Por: María Amparo Casar

Son muchos los aciertos de la Ley General de Transparencia que está por aprobarse. Aunque con retraso y algunos calambres por los intentos regresivos, el producto final es más que positivo. Hay que reconocerlo: los legisladores fueron sensibles a la mayor parte de los diez puntos planteados por el propio IFAI y por organizaciones de la sociedad civil que hace años vienen trabajando para tener una ley de vanguardia.

La nueva ley estipula cuándo se puede reservar información y cuándo debe darse a conocer a través de las pruebas de daño y de interés público. Habrá acceso a información relacionada con violaciones a derechos humanos y delitos de lesa humanidad sin que la decisión tenga que ser avalada antes por otra autoridad. Se avanzó en el establecimiento de parámetros específicos para restringir el derecho de acceso a la información y así evitar la discrecionalidad o la reserva de un amplio número de documentos. Quedó explícita la superioridad jerárquica de la ley sobre otros ordenamientos jurídicos. No habrá sanciones, como se pretendía, para los comisionados que entreguen información como producto de una resolución.

Una omisión grave fue la no inclusión de la obligación de hacer públicas las declaraciones patrimoniales y de intereses aunque los legisladores prometen incluirla en la Ley de Responsabilidades de Servidores Públicos. Ojalá cumplan su palabra y lo hagan con celeridad. El descrédito sólo se remonta a través de acciones. Por su parte, una de las torpezas más grandes fue que los senadores se autootorgaran cinco meses para “poner la casa en orden”, o sea, ¡para empezar a cumplir con las nuevas reglas de transparencia!

Omisiones y torpezas aparte, son los retos prácticos los que debieran preocuparnos. El primero es meter al aro de la transparencia a los estados. No se trata únicamente de suprimir los obstáculos de las leyes estatales y de impedir que los gobernadores capturen a los institutos locales. Esta situación podrá revertirse porque se ha obligado a la unificación de criterios con validez en todos los órdenes de gobierno y el IFAI es ya un órgano de jurisdicción nacional facultado para conocer de recursos de revisión de las resoluciones de los institutos locales. Con ello se iguala el derecho a la información a todos los ciudadanos, independientemente de su lugar de residencia.

De más difícil resolución es la baja capacidad que los Institutos tienen para cumplir con sus funciones. La Métrica de Transparencia 2014 (CIDE) pinta un panorama ominoso con respecto a la situación que guarda la información pública en las entidades federativas: institutos con recursos limitados para cumplir con sus funciones, capital humano que no es el adecuado, áreas de capacitación relegadas y rezagos tecnológicos.

#### Consigna planteada 1:
Transcriba el fragmento del artículo sobre la Ley General de Transparencia que comienza con "Son muchos los" y continúa hasta "ley de vanguardia.".

#### Datos registrados:
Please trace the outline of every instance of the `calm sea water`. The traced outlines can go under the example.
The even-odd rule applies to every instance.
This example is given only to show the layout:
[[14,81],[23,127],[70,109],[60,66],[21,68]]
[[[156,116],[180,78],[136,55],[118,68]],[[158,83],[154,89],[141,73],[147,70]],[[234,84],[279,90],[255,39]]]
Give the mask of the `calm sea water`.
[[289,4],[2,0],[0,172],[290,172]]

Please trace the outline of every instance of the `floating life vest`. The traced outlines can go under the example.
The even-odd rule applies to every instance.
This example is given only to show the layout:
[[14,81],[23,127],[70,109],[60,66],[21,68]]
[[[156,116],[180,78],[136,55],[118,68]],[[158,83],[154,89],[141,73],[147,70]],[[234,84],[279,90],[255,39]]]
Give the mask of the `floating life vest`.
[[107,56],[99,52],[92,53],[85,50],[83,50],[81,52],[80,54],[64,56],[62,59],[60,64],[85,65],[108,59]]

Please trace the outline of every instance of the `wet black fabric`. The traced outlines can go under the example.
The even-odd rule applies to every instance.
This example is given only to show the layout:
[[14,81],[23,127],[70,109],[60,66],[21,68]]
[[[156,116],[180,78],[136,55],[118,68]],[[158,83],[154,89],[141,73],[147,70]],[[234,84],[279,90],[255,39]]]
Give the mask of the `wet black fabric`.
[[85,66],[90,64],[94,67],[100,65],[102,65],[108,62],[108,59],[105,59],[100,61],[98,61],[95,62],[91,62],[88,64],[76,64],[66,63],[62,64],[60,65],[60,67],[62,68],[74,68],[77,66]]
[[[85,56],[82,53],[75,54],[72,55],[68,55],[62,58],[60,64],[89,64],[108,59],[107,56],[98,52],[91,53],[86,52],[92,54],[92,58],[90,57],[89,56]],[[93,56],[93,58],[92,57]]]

#### Consigna planteada 2:
Presente como una lista JSON de cadenas las líneas del listado que van desde su inicio hasta la línea que contiene "[[289,4],[2,0],[0,172],[290,172]]", con una cadena por cada línea y ambos extremos incluidos. Omita las líneas en blanco.

#### Respuesta 1:
Son muchos los aciertos de la Ley General de Transparencia que está por aprobarse. Aunque con retraso y algunos calambres por los intentos regresivos, el producto final es más que positivo. Hay que reconocerlo: los legisladores fueron sensibles a la mayor parte de los diez puntos planteados por el propio IFAI y por organizaciones de la sociedad civil que hace años vienen trabajando para tener una ley de vanguardia.

#### Respuesta 2:
[
  "Please trace the outline of every instance of the `calm sea water`. The traced outlines can go under the example.",
  "The even-odd rule applies to every instance.",
  "This example is given only to show the layout:",
  "[[14,81],[23,127],[70,109],[60,66],[21,68]]",
  "[[[156,116],[180,78],[136,55],[118,68]],[[158,83],[154,89],[141,73],[147,70]],[[234,84],[279,90],[255,39]]]",
  "Give the mask of the `calm sea water`.",
  "[[289,4],[2,0],[0,172],[290,172]]"
]